## GIVEN REQUEST A
In the forum thread about the XCP-ng migration fix, reproduce everything from "I think it's" down to "in virtual server.".

## SELECTED PASSAGE

+ + +

FIX to XCP-ng

_danielgurgel

Is it possible to apply this fix also in XCP-ng 8?

Live migration, storage live migration, and VDI migration can fail for VMs that have no attached
VIFs. After this failure, the VM hangs in shutdown mode. (CA-327906)

https://github.com/xapi-project/xenopsd/commit/8c3756b952476ff82f9bcbb9ab11ea027bc5ccbb

stormi

If having that fix is worth the trouble of updating a pool (and xenopsd updates can cause migration failures between hosts of a pool being updated), we could.

_danielgurgel

I think it's i'm going through this problem. we are migrating from CH8 to XCP and during migrate, I have noticed failure in the process (migre stalled at 100% and does not conclude) or unexpected shutdown occurs in virtual server.

Does this bug affect migrate after a pool is 100% updated with XCP8 (with all updates applied)?

stormi

Was it stuck at Caught Xs_protocol.Enoent("directory"): cleaning up VM stat like the commit message says?

@_danielgurgel said in FIX to XCP-ng:

Does this bug affect migrate after a pool is 100% updated with XCP8 (with all updates applied)?

Which bug exactly?

_danielgurgel

@stormi Described in CA-327906

_danielgurgel

@stormi said in FIX to XCP-ng:

cleaning up VM stat

Yes, I received the error, see below:

xensource.log:Nov 27 08:20:32 SECH82 xenopsd-xc: [debug|SECH82|24 |Async.VM.pool_migrate R:8472b9c00966|xenops_server] Caught Xenops_interface.Xenopsd_error([S(Storage_backend_error);[S(SR_BACKEND_FAILURE_46);[S();S(The VDI is not available [opterr=VDI e3222f55-10ce-4d85-b6a8-a7c81f1a5a1d not detached cleanly]);S()]]]): cleaning up VM state

[10:14 SECH82 log]# cat /etc/xensource-inventory
PRIMARY_DISK='/dev/disk/by-id/scsi-36d0946606f4911002317966d118d6a4f'
DOM0_VCPUS='16'
PRODUCT_VERSION='8.0.0'
DOM0_MEM='8192'
CONTROL_DOMAIN_UUID='8320160d-3a65-4051-8d55-2e619ad4875f'
MANAGEMENT_ADDRESS_TYPE='IPv4'
COMPANY_NAME_SHORT='Open Source'
PARTITION_LAYOUT='ROOT,BACKUP,LOG,BOOT,SWAP,SR'
PRODUCT_VERSION_TEXT='8.0'
INSTALLATION_UUID='a394d22c-94a9-4e83-89c0-fd366b191216'
PRODUCT_BRAND='XCP-ng'
BRAND_CONSOLE='XCP-ng Center'
PRODUCT_VERSION_TEXT_SHORT='8.0'
MANAGEMENT_INTERFACE='xenbr2'
PRODUCT_NAME='xenenterprise'
STUNNEL_LEGACY='true'
BUILD_NUMBER='release/naples/master/45'
PLATFORM_VERSION='3.0.0'
COMPANY_PRODUCT_BRAND='XCP-ng'
PLATFORM_NAME='XCP'
BACKUP_PARTITION='/dev/disk/by-id/scsi-36d0946606f4911002317966d118d6a4f-part2'
BRAND_CONSOLE_URL='https://xcp-ng.org'
INSTALLATION_DATE='2019-11-27 01:22:15.630698'
COMPANY_NAME='Open Source'

olivierlambert

I'm not completely sure it's the same issue. Have you double check that you have ejected VM CD before doing migration?

+ + +

[Saved entries]
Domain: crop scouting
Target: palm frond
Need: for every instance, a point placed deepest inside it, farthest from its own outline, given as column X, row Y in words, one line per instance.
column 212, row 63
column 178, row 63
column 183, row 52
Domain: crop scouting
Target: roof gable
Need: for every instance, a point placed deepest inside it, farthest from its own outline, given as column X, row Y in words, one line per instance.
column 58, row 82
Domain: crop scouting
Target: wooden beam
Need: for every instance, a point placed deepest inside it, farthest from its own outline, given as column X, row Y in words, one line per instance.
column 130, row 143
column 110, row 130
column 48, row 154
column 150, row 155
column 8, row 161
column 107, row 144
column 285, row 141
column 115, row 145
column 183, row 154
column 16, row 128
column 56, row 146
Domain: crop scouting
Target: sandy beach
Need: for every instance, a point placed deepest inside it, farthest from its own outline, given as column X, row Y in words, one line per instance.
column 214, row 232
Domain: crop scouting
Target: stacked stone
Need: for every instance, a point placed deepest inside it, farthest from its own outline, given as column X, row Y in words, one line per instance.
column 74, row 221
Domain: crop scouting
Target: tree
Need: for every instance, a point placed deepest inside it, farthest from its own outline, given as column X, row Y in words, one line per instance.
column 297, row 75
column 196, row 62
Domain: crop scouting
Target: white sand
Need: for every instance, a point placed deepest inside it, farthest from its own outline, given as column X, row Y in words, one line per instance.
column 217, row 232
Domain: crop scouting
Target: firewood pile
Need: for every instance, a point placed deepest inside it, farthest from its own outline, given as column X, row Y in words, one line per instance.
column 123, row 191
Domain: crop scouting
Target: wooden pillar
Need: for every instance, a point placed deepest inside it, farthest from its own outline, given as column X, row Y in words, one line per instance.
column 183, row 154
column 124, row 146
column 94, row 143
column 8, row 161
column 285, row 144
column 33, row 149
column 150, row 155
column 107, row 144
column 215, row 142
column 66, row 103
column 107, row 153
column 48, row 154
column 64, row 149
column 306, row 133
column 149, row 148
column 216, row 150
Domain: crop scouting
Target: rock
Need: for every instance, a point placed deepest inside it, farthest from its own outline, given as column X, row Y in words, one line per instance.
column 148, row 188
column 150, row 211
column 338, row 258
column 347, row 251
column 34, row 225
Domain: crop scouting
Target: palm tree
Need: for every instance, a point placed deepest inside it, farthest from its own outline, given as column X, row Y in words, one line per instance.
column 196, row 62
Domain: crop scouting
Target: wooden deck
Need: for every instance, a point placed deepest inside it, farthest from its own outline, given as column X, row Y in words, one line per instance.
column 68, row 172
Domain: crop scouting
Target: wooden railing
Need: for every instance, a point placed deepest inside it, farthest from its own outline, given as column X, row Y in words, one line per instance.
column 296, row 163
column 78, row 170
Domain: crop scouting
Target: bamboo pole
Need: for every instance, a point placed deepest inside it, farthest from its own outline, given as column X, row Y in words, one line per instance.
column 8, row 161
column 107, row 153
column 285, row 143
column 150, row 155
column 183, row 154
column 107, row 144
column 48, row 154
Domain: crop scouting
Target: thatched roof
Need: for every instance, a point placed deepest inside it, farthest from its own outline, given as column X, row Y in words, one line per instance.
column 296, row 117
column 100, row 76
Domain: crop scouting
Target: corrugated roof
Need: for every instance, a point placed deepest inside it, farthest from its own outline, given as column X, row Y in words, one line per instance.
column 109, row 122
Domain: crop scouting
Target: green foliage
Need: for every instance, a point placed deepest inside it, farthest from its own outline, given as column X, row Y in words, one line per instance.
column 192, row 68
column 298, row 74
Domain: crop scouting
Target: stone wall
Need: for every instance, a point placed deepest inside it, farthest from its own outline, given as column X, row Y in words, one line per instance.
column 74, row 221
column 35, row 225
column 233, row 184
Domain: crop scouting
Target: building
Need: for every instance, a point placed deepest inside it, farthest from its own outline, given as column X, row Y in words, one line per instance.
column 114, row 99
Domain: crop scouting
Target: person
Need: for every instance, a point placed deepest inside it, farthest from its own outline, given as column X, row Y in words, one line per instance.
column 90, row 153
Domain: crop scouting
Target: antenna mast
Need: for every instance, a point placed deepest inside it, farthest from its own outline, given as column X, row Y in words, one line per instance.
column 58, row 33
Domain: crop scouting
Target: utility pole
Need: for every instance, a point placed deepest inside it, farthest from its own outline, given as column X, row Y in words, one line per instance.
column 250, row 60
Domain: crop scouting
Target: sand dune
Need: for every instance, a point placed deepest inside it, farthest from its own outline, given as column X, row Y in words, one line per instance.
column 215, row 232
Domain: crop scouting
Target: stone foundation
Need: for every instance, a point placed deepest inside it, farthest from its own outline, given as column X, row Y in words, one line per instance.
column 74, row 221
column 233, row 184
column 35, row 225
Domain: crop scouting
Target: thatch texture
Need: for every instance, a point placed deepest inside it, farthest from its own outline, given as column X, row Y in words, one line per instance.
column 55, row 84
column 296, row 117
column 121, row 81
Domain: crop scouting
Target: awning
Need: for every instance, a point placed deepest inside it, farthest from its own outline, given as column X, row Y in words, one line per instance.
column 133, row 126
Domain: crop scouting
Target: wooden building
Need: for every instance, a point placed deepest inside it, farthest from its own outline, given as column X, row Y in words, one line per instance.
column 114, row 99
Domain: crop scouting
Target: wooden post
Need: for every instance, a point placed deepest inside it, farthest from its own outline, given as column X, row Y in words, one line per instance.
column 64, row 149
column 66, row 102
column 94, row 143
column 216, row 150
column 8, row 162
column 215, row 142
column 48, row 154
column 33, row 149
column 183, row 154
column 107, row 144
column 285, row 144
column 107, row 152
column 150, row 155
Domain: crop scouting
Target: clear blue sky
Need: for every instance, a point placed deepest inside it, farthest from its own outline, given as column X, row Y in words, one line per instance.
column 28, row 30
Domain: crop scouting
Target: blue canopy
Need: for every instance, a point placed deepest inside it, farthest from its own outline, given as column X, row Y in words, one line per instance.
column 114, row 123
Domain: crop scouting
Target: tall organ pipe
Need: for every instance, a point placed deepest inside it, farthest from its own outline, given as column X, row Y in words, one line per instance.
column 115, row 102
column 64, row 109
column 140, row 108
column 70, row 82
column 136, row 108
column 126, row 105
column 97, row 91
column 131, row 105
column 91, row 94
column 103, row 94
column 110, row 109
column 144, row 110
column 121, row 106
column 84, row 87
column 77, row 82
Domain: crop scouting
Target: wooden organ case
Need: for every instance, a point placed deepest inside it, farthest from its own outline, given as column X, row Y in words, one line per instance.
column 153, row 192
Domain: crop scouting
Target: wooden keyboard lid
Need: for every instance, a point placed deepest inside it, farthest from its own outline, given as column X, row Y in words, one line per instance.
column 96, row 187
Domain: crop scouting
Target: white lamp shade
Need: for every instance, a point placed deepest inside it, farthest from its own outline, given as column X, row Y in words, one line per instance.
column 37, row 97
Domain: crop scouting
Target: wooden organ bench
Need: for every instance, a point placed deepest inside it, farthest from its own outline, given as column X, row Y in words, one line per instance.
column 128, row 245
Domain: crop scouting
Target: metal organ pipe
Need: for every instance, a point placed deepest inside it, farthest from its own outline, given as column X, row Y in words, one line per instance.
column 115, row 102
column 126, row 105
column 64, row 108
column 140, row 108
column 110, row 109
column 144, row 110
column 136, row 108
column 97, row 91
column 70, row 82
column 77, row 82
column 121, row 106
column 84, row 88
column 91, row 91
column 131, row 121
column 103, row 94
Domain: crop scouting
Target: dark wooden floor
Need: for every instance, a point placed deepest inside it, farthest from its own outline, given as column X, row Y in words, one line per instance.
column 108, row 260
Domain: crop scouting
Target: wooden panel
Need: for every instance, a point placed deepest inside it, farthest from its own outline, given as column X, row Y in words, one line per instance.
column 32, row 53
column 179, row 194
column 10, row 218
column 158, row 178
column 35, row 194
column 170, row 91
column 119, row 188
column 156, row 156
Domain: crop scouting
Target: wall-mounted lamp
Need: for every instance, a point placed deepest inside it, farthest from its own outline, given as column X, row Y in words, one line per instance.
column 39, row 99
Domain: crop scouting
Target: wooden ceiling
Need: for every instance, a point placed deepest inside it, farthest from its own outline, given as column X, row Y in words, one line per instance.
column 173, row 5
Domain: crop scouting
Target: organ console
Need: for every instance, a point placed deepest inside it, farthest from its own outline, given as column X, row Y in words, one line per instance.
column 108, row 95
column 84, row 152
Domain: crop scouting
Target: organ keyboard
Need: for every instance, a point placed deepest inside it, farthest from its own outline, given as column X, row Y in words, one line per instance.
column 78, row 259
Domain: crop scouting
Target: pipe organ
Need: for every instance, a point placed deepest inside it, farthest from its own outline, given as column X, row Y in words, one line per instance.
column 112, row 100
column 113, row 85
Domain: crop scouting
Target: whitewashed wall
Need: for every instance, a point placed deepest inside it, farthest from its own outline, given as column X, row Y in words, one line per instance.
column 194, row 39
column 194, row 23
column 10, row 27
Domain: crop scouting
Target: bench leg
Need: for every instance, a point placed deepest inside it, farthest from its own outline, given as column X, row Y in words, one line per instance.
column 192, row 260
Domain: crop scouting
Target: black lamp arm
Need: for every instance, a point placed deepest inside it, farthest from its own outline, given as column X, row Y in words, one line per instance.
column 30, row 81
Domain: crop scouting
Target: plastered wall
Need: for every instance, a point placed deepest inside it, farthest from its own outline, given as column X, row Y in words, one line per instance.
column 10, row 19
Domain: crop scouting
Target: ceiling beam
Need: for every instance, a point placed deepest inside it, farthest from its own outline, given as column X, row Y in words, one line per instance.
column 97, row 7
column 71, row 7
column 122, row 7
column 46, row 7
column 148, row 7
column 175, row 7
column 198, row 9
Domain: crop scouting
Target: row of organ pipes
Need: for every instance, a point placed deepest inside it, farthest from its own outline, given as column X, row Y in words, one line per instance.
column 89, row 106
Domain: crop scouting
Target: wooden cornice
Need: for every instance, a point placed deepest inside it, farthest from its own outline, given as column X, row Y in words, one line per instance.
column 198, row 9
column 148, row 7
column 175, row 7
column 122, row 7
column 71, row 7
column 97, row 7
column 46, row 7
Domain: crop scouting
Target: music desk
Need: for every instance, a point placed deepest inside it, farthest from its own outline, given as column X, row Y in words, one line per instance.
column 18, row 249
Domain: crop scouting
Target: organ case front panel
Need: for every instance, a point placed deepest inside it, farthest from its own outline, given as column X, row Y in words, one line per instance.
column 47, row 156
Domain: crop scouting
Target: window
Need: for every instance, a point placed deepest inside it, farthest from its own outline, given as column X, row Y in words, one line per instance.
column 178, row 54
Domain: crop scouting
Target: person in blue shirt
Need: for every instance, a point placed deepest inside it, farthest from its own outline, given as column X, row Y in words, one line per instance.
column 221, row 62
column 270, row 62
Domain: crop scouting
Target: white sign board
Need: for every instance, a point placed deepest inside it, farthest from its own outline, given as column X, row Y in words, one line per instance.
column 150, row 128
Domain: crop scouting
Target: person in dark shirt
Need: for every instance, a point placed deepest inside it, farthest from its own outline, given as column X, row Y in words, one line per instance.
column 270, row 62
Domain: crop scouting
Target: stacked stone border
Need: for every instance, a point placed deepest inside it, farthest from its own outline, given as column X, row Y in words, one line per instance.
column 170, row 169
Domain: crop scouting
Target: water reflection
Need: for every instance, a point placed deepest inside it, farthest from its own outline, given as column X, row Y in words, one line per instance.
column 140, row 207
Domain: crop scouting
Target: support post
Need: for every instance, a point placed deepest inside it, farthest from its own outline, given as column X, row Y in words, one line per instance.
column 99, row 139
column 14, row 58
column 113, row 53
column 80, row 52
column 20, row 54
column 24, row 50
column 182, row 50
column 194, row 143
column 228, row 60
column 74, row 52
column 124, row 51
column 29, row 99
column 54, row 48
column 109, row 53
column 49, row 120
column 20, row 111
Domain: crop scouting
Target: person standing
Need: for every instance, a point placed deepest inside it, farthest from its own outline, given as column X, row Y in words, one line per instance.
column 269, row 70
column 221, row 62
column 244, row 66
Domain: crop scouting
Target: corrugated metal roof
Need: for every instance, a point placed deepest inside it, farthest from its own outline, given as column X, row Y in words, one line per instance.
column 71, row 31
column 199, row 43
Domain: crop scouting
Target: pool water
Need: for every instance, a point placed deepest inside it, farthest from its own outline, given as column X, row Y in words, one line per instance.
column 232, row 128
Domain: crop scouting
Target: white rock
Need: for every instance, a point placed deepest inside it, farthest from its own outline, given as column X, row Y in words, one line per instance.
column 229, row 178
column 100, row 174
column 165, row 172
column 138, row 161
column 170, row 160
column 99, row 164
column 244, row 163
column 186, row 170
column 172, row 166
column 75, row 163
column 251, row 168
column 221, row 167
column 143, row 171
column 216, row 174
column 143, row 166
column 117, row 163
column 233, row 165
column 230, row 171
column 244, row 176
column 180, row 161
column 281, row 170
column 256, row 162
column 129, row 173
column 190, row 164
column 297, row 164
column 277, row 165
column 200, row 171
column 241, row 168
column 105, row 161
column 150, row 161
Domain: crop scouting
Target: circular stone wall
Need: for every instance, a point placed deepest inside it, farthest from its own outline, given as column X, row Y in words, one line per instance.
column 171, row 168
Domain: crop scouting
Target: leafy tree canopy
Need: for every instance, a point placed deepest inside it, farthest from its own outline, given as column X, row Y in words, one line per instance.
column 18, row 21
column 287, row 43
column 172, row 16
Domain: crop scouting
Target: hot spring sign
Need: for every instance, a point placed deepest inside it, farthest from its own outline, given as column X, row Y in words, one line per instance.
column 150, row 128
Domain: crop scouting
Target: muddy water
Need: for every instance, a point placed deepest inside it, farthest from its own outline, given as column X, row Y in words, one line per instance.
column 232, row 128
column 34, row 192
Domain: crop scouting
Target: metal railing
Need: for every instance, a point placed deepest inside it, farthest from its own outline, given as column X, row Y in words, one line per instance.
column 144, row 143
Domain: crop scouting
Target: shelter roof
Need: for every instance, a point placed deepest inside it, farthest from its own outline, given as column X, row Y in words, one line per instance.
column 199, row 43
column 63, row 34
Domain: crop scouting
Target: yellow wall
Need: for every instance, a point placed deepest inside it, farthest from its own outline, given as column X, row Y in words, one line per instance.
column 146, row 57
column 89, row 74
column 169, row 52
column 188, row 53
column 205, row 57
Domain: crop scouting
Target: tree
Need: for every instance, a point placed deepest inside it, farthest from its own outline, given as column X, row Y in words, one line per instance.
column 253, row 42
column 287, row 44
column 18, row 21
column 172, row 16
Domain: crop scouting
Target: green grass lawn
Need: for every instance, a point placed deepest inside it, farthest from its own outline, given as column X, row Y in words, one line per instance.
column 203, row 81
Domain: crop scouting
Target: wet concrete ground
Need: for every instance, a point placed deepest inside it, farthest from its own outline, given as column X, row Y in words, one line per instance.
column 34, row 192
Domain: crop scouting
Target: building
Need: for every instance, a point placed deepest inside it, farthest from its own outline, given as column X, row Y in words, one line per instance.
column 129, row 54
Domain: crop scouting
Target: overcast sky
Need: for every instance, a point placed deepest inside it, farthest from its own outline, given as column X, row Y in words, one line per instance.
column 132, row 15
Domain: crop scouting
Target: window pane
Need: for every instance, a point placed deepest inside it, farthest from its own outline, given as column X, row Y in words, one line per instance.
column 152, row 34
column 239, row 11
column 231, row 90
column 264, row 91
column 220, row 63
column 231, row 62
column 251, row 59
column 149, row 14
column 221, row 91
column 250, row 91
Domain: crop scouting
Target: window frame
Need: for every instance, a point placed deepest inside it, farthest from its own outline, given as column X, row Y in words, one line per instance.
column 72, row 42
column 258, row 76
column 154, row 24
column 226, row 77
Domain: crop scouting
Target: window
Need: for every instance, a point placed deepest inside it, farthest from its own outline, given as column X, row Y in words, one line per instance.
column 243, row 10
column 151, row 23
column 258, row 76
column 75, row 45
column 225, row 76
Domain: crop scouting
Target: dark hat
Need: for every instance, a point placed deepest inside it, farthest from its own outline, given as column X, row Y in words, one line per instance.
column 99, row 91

+ + +

## GIVEN REQUEST B
Recast the listing as a numbered list, leaving out blank lines, covering everything from the start of the listing down to the line containing "column 214, row 232", with that line included.

## COMPLETE OUTPUT A
I think it's i'm going through this problem. we are migrating from CH8 to XCP and during migrate, I have noticed failure in the process (migre stalled at 100% and does not conclude) or unexpected shutdown occurs in virtual server.

## COMPLETE OUTPUT B
1. Domain: crop scouting
2. Target: palm frond
3. Need: for every instance, a point placed deepest inside it, farthest from its own outline, given as column X, row Y in words, one line per instance.
4. column 212, row 63
5. column 178, row 63
6. column 183, row 52
7. Domain: crop scouting
8. Target: roof gable
9. Need: for every instance, a point placed deepest inside it, farthest from its own outline, given as column X, row Y in words, one line per instance.
10. column 58, row 82
11. Domain: crop scouting
12. Target: wooden beam
13. Need: for every instance, a point placed deepest inside it, farthest from its own outline, given as column X, row Y in words, one line per instance.
14. column 130, row 143
15. column 110, row 130
16. column 48, row 154
17. column 150, row 155
18. column 8, row 161
19. column 107, row 144
20. column 285, row 141
21. column 115, row 145
22. column 183, row 154
23. column 16, row 128
24. column 56, row 146
25. Domain: crop scouting
26. Target: sandy beach
27. Need: for every instance, a point placed deepest inside it, farthest from its own outline, given as column X, row Y in words, one line per instance.
28. column 214, row 232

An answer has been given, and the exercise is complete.